[What you should do]:
Exact copies are required of the lines from the line containing "Question. Indicate each instance of the suv roof" through the final line of the listing, both included, and of no other lines.

(Stored data)

______________________________

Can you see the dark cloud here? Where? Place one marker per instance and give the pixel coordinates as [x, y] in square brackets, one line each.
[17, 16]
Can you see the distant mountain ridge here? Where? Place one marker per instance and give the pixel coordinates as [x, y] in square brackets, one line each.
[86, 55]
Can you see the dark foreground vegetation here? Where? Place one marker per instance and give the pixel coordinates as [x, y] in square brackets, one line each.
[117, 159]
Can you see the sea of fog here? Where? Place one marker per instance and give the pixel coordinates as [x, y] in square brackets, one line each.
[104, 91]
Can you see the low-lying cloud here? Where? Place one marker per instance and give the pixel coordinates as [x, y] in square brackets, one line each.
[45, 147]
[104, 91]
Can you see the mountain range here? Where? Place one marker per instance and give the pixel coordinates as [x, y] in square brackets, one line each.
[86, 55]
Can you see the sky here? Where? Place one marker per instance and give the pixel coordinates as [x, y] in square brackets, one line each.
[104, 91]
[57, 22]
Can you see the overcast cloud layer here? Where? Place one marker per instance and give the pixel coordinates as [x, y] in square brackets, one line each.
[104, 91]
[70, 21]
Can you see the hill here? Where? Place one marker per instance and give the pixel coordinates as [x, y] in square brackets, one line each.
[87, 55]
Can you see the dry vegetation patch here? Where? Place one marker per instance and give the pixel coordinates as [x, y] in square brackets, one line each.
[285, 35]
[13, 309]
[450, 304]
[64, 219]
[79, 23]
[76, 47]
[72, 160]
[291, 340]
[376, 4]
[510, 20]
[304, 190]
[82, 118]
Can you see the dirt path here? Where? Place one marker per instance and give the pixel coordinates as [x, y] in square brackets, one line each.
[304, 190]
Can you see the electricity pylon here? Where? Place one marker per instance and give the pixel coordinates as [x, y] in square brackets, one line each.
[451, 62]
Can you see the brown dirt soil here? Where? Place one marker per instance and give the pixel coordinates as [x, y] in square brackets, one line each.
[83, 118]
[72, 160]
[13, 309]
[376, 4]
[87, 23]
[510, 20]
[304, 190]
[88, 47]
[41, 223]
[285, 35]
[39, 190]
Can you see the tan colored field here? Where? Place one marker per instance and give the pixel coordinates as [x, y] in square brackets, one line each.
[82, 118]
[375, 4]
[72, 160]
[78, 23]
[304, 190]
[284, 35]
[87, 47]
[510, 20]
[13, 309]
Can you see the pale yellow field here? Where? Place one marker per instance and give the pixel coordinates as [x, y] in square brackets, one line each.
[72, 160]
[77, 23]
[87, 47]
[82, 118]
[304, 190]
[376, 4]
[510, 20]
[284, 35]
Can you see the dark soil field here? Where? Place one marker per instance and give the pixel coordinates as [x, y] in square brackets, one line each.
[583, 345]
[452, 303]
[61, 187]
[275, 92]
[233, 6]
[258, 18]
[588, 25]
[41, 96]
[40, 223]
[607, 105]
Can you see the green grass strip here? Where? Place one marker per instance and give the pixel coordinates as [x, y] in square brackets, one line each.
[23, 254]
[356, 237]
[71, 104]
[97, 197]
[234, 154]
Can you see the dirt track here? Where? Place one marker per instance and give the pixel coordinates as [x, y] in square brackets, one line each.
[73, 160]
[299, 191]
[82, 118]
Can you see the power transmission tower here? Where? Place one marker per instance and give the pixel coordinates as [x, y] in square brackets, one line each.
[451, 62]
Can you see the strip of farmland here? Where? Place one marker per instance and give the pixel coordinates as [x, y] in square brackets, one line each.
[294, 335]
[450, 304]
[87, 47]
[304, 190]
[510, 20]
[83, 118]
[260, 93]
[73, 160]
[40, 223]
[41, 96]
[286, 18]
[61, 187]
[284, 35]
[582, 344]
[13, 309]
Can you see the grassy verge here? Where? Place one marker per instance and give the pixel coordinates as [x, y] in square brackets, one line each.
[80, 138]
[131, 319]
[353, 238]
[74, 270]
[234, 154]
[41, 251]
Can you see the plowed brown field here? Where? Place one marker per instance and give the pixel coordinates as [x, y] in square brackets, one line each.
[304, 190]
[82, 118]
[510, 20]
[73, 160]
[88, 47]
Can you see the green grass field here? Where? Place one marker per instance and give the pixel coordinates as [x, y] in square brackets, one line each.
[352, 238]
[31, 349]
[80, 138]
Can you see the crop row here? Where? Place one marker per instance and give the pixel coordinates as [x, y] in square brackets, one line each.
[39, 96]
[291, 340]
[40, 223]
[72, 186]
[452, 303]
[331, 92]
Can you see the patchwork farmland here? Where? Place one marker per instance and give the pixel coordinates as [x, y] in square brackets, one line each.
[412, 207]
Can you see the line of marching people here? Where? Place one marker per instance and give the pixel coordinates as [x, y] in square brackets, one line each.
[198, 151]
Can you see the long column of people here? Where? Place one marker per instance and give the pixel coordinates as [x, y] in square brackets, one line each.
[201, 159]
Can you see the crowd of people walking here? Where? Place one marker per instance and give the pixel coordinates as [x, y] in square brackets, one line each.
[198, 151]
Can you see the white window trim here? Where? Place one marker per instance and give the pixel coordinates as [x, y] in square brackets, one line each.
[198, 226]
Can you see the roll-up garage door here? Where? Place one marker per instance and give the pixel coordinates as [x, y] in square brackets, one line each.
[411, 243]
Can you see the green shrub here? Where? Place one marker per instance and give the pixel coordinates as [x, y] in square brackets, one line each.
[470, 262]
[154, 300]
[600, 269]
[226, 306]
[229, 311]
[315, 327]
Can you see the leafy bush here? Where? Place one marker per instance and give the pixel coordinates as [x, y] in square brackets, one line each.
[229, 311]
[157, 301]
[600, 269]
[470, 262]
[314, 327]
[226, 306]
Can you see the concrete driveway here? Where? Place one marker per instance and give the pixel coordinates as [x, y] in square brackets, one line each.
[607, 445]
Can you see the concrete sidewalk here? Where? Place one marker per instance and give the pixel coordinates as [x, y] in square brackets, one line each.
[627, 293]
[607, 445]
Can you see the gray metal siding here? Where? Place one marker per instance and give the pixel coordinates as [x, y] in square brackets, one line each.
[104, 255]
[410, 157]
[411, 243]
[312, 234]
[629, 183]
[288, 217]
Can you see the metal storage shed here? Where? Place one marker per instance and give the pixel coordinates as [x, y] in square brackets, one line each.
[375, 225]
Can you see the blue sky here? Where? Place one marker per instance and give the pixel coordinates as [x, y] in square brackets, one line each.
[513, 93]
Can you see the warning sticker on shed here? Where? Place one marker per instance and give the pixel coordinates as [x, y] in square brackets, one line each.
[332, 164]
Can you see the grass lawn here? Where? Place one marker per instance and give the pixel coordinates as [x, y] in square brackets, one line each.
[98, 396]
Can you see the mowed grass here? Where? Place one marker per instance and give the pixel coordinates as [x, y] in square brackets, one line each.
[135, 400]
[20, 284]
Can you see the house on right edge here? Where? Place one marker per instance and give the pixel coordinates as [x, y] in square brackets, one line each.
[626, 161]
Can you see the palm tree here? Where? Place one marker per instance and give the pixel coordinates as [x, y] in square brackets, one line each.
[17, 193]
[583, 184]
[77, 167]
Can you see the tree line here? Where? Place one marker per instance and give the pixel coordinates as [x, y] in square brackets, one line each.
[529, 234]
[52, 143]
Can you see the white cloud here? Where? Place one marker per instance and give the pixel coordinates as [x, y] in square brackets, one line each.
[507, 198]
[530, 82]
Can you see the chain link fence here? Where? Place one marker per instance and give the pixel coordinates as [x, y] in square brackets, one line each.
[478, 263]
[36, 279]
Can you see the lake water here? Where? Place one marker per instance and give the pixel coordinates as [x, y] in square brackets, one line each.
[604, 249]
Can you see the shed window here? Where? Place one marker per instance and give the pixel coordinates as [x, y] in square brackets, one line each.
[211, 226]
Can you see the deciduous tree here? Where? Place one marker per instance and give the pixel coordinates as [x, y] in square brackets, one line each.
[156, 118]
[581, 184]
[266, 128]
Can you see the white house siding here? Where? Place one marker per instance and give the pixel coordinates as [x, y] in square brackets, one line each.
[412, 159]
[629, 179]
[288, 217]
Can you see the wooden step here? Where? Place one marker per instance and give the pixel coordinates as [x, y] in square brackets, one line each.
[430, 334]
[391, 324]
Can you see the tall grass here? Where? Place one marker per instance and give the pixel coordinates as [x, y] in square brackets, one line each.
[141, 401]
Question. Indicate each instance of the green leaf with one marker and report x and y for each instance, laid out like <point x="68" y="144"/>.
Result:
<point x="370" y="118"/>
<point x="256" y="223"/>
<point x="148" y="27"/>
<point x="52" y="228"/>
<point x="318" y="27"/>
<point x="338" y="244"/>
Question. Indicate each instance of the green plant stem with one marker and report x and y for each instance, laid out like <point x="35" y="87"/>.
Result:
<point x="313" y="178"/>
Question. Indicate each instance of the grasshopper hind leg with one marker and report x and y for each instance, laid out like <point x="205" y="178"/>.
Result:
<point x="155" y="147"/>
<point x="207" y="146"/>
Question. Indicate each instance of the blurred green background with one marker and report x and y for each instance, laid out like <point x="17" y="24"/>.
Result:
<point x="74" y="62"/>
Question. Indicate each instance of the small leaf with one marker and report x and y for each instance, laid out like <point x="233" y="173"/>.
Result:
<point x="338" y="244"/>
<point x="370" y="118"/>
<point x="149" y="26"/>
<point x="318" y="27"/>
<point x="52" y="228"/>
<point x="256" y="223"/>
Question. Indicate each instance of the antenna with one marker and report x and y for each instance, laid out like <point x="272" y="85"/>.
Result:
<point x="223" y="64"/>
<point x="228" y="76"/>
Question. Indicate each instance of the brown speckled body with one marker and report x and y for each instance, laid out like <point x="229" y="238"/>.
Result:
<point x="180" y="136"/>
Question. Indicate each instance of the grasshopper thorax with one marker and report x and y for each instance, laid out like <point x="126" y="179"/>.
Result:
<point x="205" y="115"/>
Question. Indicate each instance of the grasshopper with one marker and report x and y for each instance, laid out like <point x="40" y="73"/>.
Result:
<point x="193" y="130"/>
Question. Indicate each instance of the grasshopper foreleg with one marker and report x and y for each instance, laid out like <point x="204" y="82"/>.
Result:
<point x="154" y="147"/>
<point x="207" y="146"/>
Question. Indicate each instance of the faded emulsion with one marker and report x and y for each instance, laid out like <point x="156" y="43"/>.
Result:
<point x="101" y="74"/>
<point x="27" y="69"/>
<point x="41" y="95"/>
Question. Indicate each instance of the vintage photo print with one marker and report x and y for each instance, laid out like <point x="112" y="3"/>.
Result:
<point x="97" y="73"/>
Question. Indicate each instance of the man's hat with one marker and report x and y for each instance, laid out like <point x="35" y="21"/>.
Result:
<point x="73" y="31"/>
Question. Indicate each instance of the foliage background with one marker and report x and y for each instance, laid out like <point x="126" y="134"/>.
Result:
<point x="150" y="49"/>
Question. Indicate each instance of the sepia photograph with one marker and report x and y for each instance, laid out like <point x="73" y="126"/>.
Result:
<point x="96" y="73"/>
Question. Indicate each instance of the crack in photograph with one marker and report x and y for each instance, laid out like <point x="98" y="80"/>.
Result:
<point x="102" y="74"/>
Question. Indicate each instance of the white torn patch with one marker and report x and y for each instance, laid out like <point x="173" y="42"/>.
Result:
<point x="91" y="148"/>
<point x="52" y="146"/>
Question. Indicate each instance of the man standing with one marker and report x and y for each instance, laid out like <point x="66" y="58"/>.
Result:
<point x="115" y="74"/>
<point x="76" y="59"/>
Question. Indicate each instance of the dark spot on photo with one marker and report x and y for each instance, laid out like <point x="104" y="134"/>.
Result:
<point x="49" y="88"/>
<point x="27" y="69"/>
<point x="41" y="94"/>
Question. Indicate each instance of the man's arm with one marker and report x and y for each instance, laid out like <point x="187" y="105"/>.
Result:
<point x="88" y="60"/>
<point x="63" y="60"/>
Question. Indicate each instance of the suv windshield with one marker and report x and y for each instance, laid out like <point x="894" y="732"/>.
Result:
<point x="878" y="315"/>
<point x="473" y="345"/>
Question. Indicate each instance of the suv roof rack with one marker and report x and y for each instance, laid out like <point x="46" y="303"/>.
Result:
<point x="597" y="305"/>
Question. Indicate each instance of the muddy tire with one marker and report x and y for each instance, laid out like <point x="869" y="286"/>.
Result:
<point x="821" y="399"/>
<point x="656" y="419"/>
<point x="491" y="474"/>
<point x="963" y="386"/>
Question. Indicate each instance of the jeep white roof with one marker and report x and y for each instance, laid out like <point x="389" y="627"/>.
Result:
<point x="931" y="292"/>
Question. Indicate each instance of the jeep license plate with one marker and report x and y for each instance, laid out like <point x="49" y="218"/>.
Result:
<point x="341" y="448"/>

______________________________

[Correct output]:
Question. Indicate each instance of the suv roof rack with one marker and report x and y for each instance, laid out like <point x="46" y="303"/>.
Result:
<point x="597" y="305"/>
Question. Indicate each instance of the muddy tire with one marker and report x and y for each instance, laid out like <point x="869" y="286"/>.
Result:
<point x="821" y="399"/>
<point x="656" y="419"/>
<point x="491" y="474"/>
<point x="963" y="386"/>
Question. Indicate each instance of the jeep white roof with one marker and report x and y for each instance, laid out like <point x="389" y="627"/>.
Result:
<point x="931" y="292"/>
Question. Indicate each instance of the jeep license plate with one marker and report x and y for each instance, laid out like <point x="49" y="218"/>.
Result:
<point x="341" y="448"/>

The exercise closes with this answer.